The problem.
Instruction for the entries that follow: retype exactly the lines from the line with "One pin marks each instance of the floodlight" to the line with "One pin marks each instance of the man with", both included, and omit all others.

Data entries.
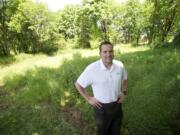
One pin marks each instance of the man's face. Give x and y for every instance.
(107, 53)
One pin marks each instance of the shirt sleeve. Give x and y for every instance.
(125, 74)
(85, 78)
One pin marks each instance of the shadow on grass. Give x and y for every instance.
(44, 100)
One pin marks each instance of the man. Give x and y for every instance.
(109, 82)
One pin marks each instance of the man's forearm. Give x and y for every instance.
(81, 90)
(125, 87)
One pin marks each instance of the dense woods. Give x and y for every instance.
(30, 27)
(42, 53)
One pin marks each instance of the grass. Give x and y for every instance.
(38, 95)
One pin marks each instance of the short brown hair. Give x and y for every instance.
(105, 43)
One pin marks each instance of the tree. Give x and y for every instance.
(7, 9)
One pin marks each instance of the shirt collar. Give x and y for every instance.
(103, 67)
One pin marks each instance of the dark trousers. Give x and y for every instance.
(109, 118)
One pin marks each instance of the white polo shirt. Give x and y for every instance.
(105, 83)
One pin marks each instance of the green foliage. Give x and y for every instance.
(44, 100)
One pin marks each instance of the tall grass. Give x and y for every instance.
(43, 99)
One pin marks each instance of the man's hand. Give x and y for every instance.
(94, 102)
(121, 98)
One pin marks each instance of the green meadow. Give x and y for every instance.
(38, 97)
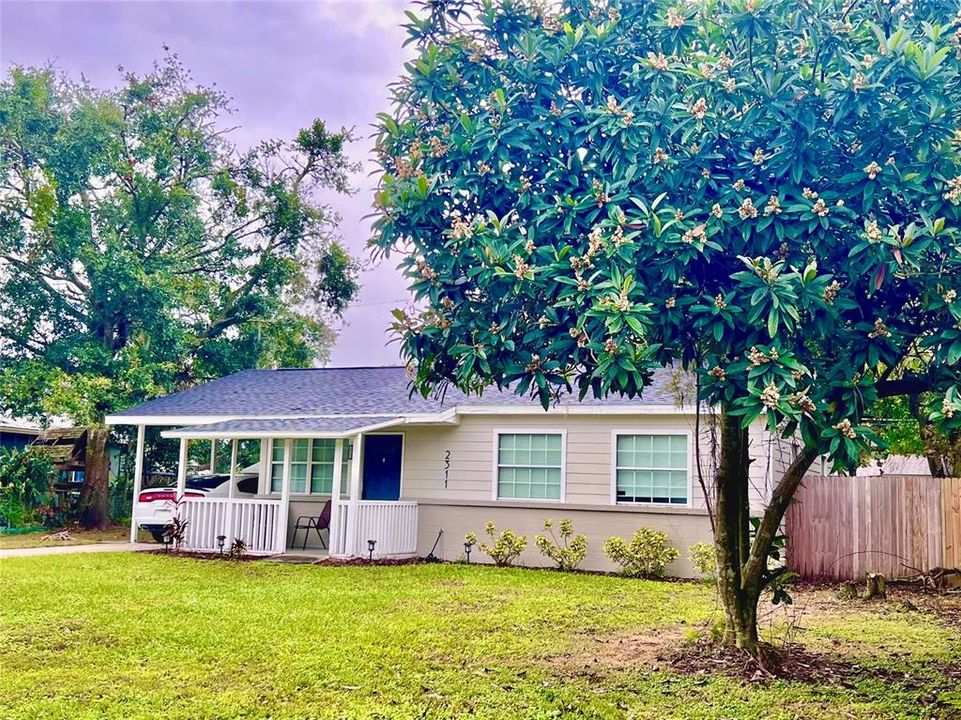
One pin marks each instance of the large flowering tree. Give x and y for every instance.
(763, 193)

...

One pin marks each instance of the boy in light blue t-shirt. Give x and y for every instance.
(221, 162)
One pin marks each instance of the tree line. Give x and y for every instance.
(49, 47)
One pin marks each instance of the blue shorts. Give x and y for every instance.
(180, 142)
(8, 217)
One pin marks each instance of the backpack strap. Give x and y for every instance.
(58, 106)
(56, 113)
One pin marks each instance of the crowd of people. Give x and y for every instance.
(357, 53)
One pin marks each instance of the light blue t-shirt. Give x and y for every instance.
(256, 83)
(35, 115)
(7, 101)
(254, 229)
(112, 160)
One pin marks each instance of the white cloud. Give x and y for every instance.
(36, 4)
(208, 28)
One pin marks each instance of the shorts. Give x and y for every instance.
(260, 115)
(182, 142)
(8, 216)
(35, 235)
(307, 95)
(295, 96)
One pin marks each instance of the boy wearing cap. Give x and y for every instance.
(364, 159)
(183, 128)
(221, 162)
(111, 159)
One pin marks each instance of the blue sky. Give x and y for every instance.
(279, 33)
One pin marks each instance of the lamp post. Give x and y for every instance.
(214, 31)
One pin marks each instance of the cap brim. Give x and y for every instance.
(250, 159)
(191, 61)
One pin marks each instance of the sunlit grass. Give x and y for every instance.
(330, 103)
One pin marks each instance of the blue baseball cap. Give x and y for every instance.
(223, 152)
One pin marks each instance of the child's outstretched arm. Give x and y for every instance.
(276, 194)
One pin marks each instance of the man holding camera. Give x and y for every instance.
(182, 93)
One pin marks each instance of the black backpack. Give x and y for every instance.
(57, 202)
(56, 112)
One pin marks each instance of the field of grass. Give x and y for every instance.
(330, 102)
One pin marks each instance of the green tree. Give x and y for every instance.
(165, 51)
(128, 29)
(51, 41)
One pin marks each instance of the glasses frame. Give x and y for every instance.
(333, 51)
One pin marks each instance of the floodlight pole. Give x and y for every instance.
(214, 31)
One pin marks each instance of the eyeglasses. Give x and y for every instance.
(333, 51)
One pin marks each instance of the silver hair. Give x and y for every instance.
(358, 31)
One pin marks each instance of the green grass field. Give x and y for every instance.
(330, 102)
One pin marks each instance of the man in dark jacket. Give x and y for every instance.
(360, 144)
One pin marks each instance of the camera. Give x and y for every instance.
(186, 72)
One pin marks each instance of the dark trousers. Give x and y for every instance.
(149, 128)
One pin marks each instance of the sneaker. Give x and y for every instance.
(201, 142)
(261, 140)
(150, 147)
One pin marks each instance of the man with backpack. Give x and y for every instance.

Exercise solution.
One pin marks each instance of the floodlight pole. Give x and y for every instance.
(214, 31)
One pin marks each instance of the eyeglasses. Give x and y for every instance.
(333, 51)
One pin marks each instance of the silver hair. Give x and y for every instance.
(358, 31)
One pin marks each instance of the green grass field. Give x and y for every instance.
(330, 102)
One pin marks each instance of the man in dark jacket. Give x and y for every instance.
(360, 144)
One pin marks each instance of the camera. Give x and y for every instance.
(186, 72)
One pin marks each instance of the dark trousers. Give x and y for every instance.
(149, 128)
One pin marks each instance of the sneaker. Give x and y for every instance.
(201, 142)
(261, 140)
(150, 147)
One pin marks each instance of the man with backpack. Give x and y for every instance.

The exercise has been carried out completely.